General-purpose audio tagging of Freesound content with AudioSet labels


Task description

This task evaluates systems for general-purpose audio tagging with an increased number of categories and using data with annotations of varying reliability. This task will provide insight towards the development of broadly-applicable sound event classifiers that consider an increased and diverse amount of categories.

Description

This task addresses the problem of general-purpose automatic audio tagging and poses two main challenges. The first one is to build models that can recognize an increased number of sound events of very diverse nature, including musical instruments, human sounds, domestic sounds, animals, etc. The second challenge consists of leveraging subsets of training data featuring annotations of varying reliability, as a reflection of the expensiveness of having high quality annotations. This task will provide insight towards the development of broadly-applicable sound event classifiers that consider an increased and diverse amount of categories. These models can be used, for example, in automatic description of multimedia or acoustic monitoring applications.

Figure 1: Overview of a single-tag tagging system.


This task is hosted in Kaggle - a platform that hosts machine learning competitions with a vibrant community of participants. Hence, the resources associated to this task (datasets download, leaderboard and submission) will be provided by Kaggle. Please visit the Freesound General-Purpose Audio Tagging Challenge Kaggle competition page for detailed information about how to participate and all other relevant aspects of the challenge. What follows in this page is a summary of the most important aspects of the challenge.

Kaggle competition page

Audio dataset

This task employs audio samples from Freesound annotated using a vocabulary of 41 labels from Google’s AudioSet Ontology:

  • Tearing
  • Bus
  • Shatter
  • Gunshot, gunfire
  • Fireworks
  • Writing
  • Computer keyboard
  • Scissors
  • Microwave oven
  • Keys jangling
  • Drawer open or close
  • Squeak
  • Knock
  • Telephone
  • Saxophone
  • Oboe
  • Flute
  • Clarinet
  • Acoustic guitar
  • Tambourine
  • Glockenspiel
  • Gong
  • Snare drum
  • Bass drum
  • Hi-hat
  • Electric piano
  • Harmonica
  • Trumpet
  • Violin, fiddle
  • Double bass
  • Cello
  • Chime
  • Cough
  • Laughter
  • Applause
  • Finger snapping
  • Fart
  • Burping, eructation
  • Cowbell
  • Bark
  • Meow

The dataset provided for this task is a reduced subset of FSD: a work-in-progress, large-scale, general-purpose audio dataset composed of Freesound content annotated with labels from the AudioSet Ontology. FSD is being collected through the Freesound Datasets platform, which is a platform for the collaborative creation of open audio collections. We encourage participants of the DCASE challenge to check out the Freesound Datasets platform and, why not, contribute with some annotations for the FSD. More information about the Freesound Datasets platform and the creation of FSD is available in:

Publication

Eduardo Fonseca, Jordi Pons, Xavier Favory, Frederic Font, Dmitry Bogdanov, Andrés Ferraro, Sergio Oramas, Alastair Porter, and Xavier Serra. Freesound datasets: a platform for the creation of open audio datasets. In Proceedings of the 18th International Society for Music Information Retrieval Conference (ISMIR 2017), 486–493. Suzhou, China, 2017.

## Entries:
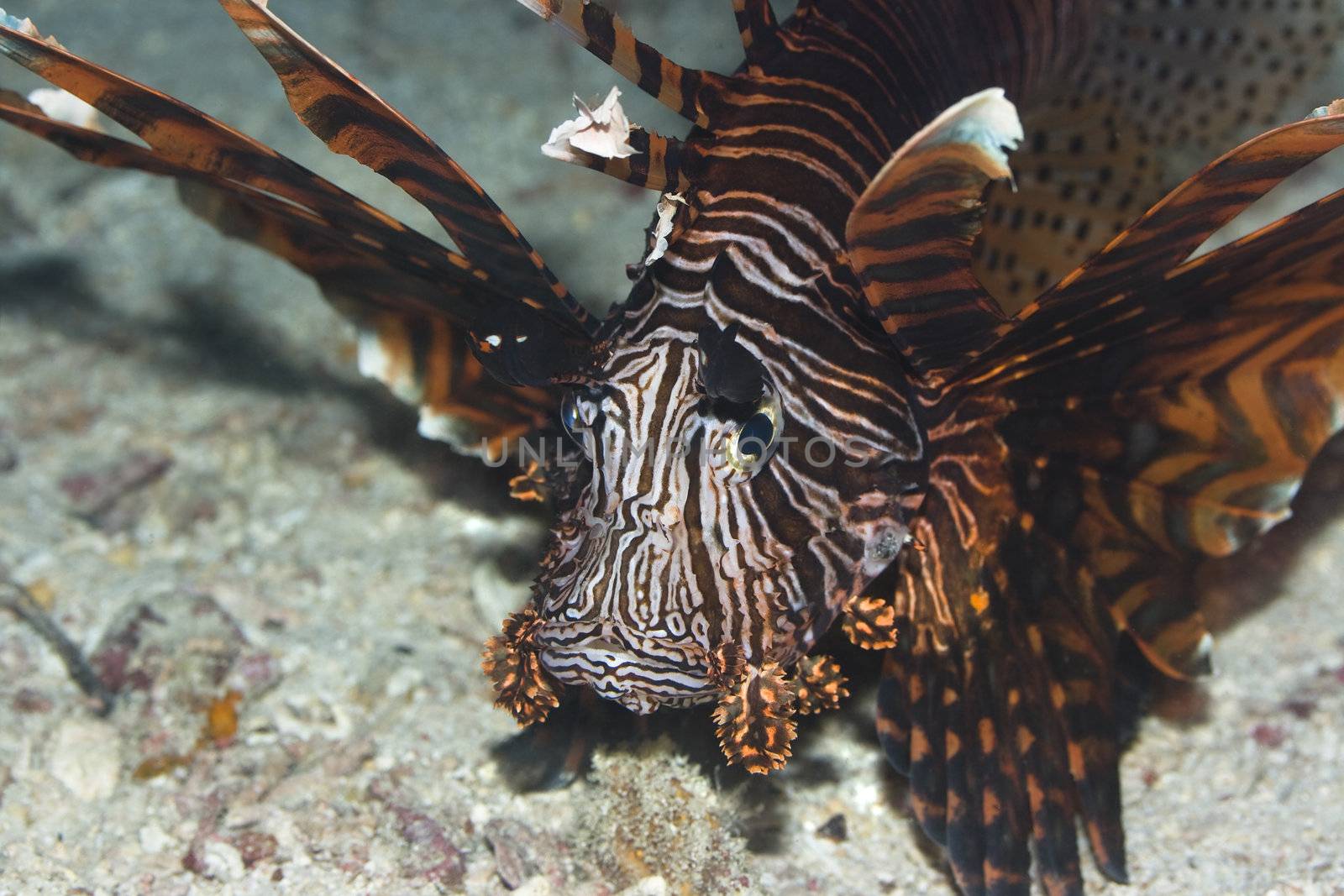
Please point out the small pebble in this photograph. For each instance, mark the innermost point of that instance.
(155, 840)
(835, 828)
(87, 758)
(222, 862)
(654, 886)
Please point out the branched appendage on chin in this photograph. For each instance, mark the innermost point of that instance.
(870, 622)
(754, 719)
(514, 667)
(530, 485)
(757, 705)
(819, 685)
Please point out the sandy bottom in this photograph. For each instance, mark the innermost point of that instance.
(210, 501)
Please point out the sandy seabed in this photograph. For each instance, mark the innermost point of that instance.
(208, 500)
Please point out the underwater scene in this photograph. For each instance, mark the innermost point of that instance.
(632, 448)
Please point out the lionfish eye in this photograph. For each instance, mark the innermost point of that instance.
(756, 434)
(575, 425)
(752, 443)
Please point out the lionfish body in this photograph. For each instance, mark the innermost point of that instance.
(811, 407)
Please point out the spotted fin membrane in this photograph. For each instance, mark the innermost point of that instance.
(1162, 89)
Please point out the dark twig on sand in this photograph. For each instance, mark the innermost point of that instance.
(18, 600)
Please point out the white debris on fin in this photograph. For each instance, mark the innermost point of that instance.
(1332, 109)
(602, 132)
(65, 107)
(24, 26)
(667, 210)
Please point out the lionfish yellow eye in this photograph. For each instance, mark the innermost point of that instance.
(577, 425)
(750, 445)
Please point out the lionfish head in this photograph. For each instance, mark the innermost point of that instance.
(730, 493)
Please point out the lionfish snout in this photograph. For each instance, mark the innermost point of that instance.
(640, 671)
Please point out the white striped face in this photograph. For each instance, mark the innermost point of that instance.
(701, 524)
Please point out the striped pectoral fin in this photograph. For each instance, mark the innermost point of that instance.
(1183, 399)
(909, 237)
(998, 699)
(188, 139)
(689, 92)
(410, 312)
(1082, 174)
(427, 362)
(759, 29)
(354, 121)
(1191, 212)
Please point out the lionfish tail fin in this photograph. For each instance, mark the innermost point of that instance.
(691, 93)
(355, 121)
(1148, 411)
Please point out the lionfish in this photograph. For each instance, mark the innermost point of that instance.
(812, 405)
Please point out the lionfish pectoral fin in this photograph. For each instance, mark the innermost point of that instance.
(996, 700)
(759, 29)
(1160, 87)
(909, 237)
(409, 297)
(354, 121)
(1147, 412)
(691, 93)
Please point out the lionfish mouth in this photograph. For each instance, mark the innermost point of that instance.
(638, 671)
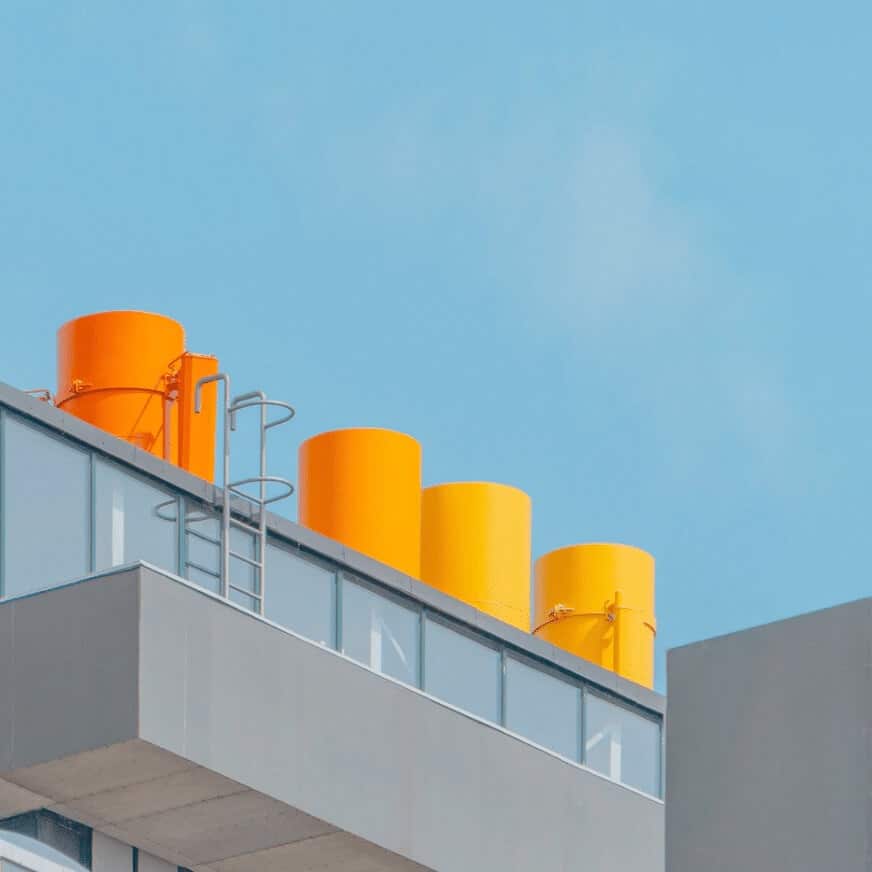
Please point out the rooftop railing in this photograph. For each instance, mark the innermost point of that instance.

## Exercise tasks:
[1] According to the audio tagging page, which platform hosts this task?
[2] Duplicate a section of the audio tagging page, beginning at the words "This task addresses" and stopping after "single-tag tagging system.".
[3] Go on with the audio tagging page from the point where it stops.
The entries are separate material with no connection to the audio tagging page.

## The results:
[1] Kaggle

[2]
This task addresses the problem of general-purpose automatic audio tagging and poses two main challenges. The first one is to build models that can recognize an increased number of sound events of very diverse nature, including musical instruments, human sounds, domestic sounds, animals, etc. The second challenge consists of leveraging subsets of training data featuring annotations of varying reliability, as a reflection of the expensiveness of having high quality annotations. This task will provide insight towards the development of broadly-applicable sound event classifiers that consider an increased and diverse amount of categories. These models can be used, for example, in automatic description of multimedia or acoustic monitoring applications.

Figure 1: Overview of a single-tag tagging system.

[3]
PDF

Freesound Datasets: a platform for the creation of open audio datasets

Abstract

Openly available datasets are a key factor in the advancement of data-driven research approaches, including many of the ones used in sound and music computing. In the last few years, quite a number of new audio datasets have been made available but there are still major shortcomings in many of them to have a significant research impact. Among the common shortcomings are the lack of transparency in their creation and the difficulty of making them completely open and sharable. They often do not include clear mechanisms to amend errors and many times they are not large enough for current machine learning needs. This paper introduces Freesound Datasets, an online platform for the collaborative creation of open audio datasets based on principles of transparency, openness, dynamic character, and sustainability. As a proof-of-concept, we present an early snapshot of a large-scale audio dataset built using this platform. It consists of audio samples from Freesound organised in a hierarchy based on the AudioSet Ontology. We believe that building and maintaining datasets following the outlined principles and using open tools and collaborative approaches like the ones presented here will have a significant impact in our research community.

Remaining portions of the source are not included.